> _CONSIGNE 1_:
Renvoyez, sans la moindre modification, le passage du texte sur la chirurgie de la cataracte qui va de « Les facteurs favorisants » jusqu’à « comprenant de l’acétazolamide. ».
> _CONSIGNE 2_:
Pour chacune des affirmations suivantes, indiquez par oui ou par non si elle concorde avec le texte sur la chirurgie de la cataracte, en citant à l’identique les mots de ce texte qui permettent de trancher. (a) Le bilan préopératoire doit comporter une coupe OCT maculaire. (b) Lorsque la cataracte est trop dense, le laser peut être réalisé avant la chirurgie. (c) Les collyres comprenant des prostaglandines pourront être remplacés par des collyres comprenant de l’acétazolamide.

> _TEXTE DE LA PAGE_:
>>>

En 2020, le bilan préopératoire d’une chirurgie de la cataracte doit toujours comporter un examen du fond d’œil et une coupe OCT maculaire afin de s’assurer de l’absence de lésions maculaires préalables, surtout chez le patient diabétique ou aux antécédents d’uvéite. L’examen permettra de déterminer s’il préexiste un œdème ou une membrane épimaculaire et ainsi d’optimiser la prise en charge et la programmation du suivi.
Les facteurs favorisants seront contrôlés au mieux : la chirurgie du sujet diabétique sera programmée après s’être assuré de l’optimisation de la prise en charge glycémique et tensionnelle ; l’ischémie périphérique, dans le cas d’une rétinopathie diabétique périphérique ou d’occlusion veineuse, sera maîtrisée par une panphotocoagulation préalable à la chirurgie ou – si elle est impossible en raison, par exemple, d’une cataracte trop dense – par injections d’anti-VEGF (le laser devra impérativement être réalisé après la chirurgie) ;  l’inflammation du patient uvéitique devra être contrôlée et stabilisée. Enfin les collyres comprenant des prostaglandines pourront être remplacés par des collyres comprenant de l’acétazolamide.

<<<

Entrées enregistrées
>>>

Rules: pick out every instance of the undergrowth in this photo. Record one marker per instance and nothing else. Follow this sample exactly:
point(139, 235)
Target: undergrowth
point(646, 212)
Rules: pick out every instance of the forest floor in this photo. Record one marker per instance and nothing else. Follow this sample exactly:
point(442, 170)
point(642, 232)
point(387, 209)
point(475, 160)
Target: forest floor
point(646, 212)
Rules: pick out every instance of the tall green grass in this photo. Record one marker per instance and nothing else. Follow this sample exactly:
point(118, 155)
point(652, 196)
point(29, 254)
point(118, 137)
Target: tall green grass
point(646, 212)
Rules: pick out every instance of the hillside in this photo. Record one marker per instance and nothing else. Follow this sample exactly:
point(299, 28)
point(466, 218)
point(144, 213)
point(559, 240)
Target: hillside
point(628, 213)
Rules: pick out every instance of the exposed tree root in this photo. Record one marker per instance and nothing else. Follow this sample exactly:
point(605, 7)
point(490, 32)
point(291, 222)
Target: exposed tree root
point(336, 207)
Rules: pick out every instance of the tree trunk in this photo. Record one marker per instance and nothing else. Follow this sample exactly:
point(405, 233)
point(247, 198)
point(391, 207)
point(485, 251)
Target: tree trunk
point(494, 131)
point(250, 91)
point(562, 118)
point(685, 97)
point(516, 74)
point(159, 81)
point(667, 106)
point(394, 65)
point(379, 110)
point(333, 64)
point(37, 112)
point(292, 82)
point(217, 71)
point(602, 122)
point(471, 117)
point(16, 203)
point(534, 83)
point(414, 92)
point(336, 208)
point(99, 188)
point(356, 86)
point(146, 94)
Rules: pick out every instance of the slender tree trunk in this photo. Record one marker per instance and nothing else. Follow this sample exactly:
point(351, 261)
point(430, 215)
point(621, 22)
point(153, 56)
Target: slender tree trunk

<<<

> _RÉSULTAT ATTENDU 1_:
Les facteurs favorisants seront contrôlés au mieux : la chirurgie du sujet diabétique sera programmée après s’être assuré de l’optimisation de la prise en charge glycémique et tensionnelle ; l’ischémie périphérique, dans le cas d’une rétinopathie diabétique périphérique ou d’occlusion veineuse, sera maîtrisée par une panphotocoagulation préalable à la chirurgie ou – si elle est impossible en raison, par exemple, d’une cataracte trop dense – par injections d’anti-VEGF (le laser devra impérativement être réalisé après la chirurgie) ;  l’inflammation du patient uvéitique devra être contrôlée et stabilisée. Enfin les collyres comprenant des prostaglandines pourront être remplacés par des collyres comprenant de l’acétazolamide.

> _RÉSULTAT ATTENDU 2_:
(a) Oui : « le bilan préopératoire d’une chirurgie de la cataracte doit toujours comporter un examen du fond d’œil et une coupe OCT maculaire ».
(b) Non : « le laser devra impérativement être réalisé après la chirurgie ».
(c) Oui : « les collyres comprenant des prostaglandines pourront être remplacés par des collyres comprenant de l’acétazolamide ».